### EXERCISE DATA

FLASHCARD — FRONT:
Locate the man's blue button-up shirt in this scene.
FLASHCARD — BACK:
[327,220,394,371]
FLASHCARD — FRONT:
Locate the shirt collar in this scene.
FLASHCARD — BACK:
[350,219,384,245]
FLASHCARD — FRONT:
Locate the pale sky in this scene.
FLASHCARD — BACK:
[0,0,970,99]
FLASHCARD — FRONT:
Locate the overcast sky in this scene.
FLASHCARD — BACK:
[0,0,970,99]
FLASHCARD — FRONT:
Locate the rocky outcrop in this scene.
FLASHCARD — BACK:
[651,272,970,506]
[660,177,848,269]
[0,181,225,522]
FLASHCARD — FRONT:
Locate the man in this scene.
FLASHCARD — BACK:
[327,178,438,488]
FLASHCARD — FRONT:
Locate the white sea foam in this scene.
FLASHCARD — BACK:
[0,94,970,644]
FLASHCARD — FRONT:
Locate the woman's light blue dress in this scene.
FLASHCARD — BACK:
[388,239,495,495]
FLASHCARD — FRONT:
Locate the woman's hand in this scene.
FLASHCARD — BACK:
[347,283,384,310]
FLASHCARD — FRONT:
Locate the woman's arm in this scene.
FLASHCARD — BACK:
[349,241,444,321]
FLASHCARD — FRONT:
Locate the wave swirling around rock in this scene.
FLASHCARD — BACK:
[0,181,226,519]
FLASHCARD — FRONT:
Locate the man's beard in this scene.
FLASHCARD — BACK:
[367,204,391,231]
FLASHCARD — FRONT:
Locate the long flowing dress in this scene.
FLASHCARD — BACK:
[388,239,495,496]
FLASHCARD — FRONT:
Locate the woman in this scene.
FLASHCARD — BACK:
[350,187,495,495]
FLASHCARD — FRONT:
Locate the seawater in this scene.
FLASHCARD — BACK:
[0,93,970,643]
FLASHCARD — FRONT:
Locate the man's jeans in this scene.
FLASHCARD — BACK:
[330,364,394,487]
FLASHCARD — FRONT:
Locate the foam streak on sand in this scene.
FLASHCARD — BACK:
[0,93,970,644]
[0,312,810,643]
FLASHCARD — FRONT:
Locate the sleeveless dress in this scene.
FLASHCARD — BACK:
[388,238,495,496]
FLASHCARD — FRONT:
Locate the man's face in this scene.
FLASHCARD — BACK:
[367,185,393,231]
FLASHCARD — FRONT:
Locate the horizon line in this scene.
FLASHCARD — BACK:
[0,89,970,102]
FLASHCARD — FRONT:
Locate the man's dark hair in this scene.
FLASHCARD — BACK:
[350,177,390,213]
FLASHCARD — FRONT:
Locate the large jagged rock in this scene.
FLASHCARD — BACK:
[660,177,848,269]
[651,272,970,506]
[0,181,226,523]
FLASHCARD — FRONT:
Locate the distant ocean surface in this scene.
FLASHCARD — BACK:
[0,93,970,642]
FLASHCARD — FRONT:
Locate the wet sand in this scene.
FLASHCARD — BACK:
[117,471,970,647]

######

### DESCRIPTION OF THE TASK
Rewrite all of the records above with "Locate" replaced by "Identify" throughout, changing nothing else.

### FINISHED EXERCISE
FLASHCARD — FRONT:
Identify the man's blue button-up shirt in this scene.
FLASHCARD — BACK:
[327,220,394,371]
FLASHCARD — FRONT:
Identify the shirt collar in this scene.
FLASHCARD — BACK:
[350,219,384,245]
FLASHCARD — FRONT:
Identify the pale sky in this scene.
FLASHCARD — BACK:
[0,0,970,99]
FLASHCARD — FRONT:
Identify the overcast sky in this scene.
FLASHCARD — BACK:
[0,0,970,99]
FLASHCARD — FRONT:
Identify the rocky outcrop in this scene.
FLASHCARD — BACK:
[651,272,970,506]
[660,177,848,269]
[0,181,225,522]
FLASHCARD — FRONT:
Identify the man in this scene.
FLASHCARD — BACK:
[327,178,438,488]
FLASHCARD — FRONT:
Identify the white sea foam in this scene.
FLASHCARD — BACK:
[0,94,970,644]
FLASHCARD — FRONT:
Identify the woman's light blue dress in this scene.
FLASHCARD — BACK:
[388,239,495,495]
FLASHCARD — FRONT:
Identify the woman's hand in this scene.
FLASHCARD — BACK:
[347,283,384,310]
FLASHCARD — FRONT:
Identify the woman's arm in this scene.
FLASHCARD — BACK:
[349,241,444,321]
FLASHCARD — FRONT:
Identify the wave swirling around rock in this scene.
FLASHCARD — BACK:
[0,181,226,519]
FLASHCARD — FRONT:
Identify the man's beard in this scene.
FLASHCARD — BACK:
[367,204,391,231]
FLASHCARD — FRONT:
Identify the long flowing dress in this scene.
FLASHCARD — BACK:
[388,239,495,496]
FLASHCARD — FRONT:
Identify the woman in this scene.
FLASHCARD — BACK:
[350,187,495,495]
FLASHCARD — FRONT:
Identify the seawater in this scene.
FLASHCARD — BACK:
[0,93,970,643]
FLASHCARD — FRONT:
Identify the man's jeans in this scene.
FLASHCARD — BACK:
[330,364,394,487]
FLASHCARD — FRONT:
Identify the foam streak on sand in this scene.
FLASHCARD — BACK:
[0,93,970,644]
[0,312,810,643]
FLASHCARD — FRONT:
Identify the sleeveless dress in this scene.
FLASHCARD — BACK:
[388,238,495,496]
FLASHCARD — FRONT:
Identify the man's face in this scene.
FLASHCARD — BACK:
[367,185,393,231]
FLASHCARD — FRONT:
Identify the horizon line in this scene.
FLASHCARD — BACK:
[0,89,970,102]
FLASHCARD — FRONT:
Identify the man's dark hair in this scene.
FLASHCARD — BACK:
[350,177,390,213]
FLASHCARD — FRONT:
Identify the large jagged rock in this scene.
FLASHCARD — BACK:
[660,177,848,269]
[651,272,970,506]
[0,181,226,523]
FLASHCARD — FRONT:
Identify the distant ocean surface in this scene.
FLASHCARD — BACK:
[0,93,970,642]
FLASHCARD — FRONT:
Identify the wet sand in this scene.
FLASHCARD — BACK:
[117,471,970,647]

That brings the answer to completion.